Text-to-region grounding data
════════════════════

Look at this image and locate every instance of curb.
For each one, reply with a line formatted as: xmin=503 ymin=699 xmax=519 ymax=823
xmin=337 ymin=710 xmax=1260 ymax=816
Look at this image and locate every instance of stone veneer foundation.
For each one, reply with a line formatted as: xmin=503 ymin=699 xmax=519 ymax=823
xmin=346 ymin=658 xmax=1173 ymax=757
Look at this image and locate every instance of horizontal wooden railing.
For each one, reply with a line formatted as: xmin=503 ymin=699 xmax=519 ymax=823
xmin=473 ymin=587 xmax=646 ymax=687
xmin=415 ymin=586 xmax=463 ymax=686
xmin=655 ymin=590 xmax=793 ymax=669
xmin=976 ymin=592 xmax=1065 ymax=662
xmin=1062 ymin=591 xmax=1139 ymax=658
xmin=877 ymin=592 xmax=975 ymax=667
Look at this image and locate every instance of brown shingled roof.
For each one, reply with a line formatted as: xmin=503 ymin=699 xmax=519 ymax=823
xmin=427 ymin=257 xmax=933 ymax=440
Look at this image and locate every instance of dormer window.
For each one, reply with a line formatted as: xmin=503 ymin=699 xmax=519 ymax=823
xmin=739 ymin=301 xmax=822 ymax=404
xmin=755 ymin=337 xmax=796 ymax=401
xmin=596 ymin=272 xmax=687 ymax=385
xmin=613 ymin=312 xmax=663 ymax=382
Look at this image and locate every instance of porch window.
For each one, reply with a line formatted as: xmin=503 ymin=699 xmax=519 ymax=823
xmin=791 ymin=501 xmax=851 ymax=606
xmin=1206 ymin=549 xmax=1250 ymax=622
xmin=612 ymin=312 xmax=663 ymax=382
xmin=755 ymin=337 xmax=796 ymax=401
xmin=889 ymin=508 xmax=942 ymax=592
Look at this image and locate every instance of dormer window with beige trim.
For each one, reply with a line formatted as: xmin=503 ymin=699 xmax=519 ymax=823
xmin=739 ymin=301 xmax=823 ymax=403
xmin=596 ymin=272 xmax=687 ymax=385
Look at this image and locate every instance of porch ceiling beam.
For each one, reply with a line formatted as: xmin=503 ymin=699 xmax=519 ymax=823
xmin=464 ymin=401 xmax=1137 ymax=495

════════════════════

- What needs to be done -
Every line holding the word "porch" should be copied out of the records above.

- Solution -
Look at this image and locate every instance of porch window.
Look at this image and locate every instance of porch ceiling beam.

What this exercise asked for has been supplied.